Dataset items:
====

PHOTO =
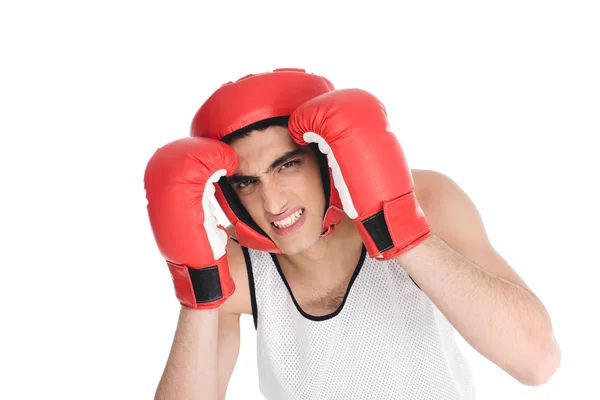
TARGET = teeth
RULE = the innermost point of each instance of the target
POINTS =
(289, 221)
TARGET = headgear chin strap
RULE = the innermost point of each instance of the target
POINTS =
(251, 99)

====

▶ PROBLEM DESCRIPTION:
Rewrite the material with every "innermost" changed to "deepest" and everything else kept the same. Leave the pictures out of your answer.

▶ THE COMPLETED TASK:
PHOTO =
TARGET = teeth
RULE = the deepest point of each instance of the target
POINTS =
(289, 221)
TARGET = headgear chin strap
RULE = the deepest point of each instance of the target
POINTS =
(251, 99)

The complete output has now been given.